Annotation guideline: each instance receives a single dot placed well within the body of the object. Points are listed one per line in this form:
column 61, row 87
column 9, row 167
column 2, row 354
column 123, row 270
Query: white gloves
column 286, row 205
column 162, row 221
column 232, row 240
□ □ □ □ □ □ □
• [PROBLEM TO WORK ON]: Reproduce each entry precisely, so that nothing differs from the original.

• [EXERCISE SOLUTION]:
Annotation guideline: each instance receives a single dot placed well within the body of the object. Points are listed one per line in this form:
column 61, row 87
column 9, row 167
column 2, row 354
column 123, row 270
Query: white gloves
column 286, row 205
column 162, row 221
column 232, row 240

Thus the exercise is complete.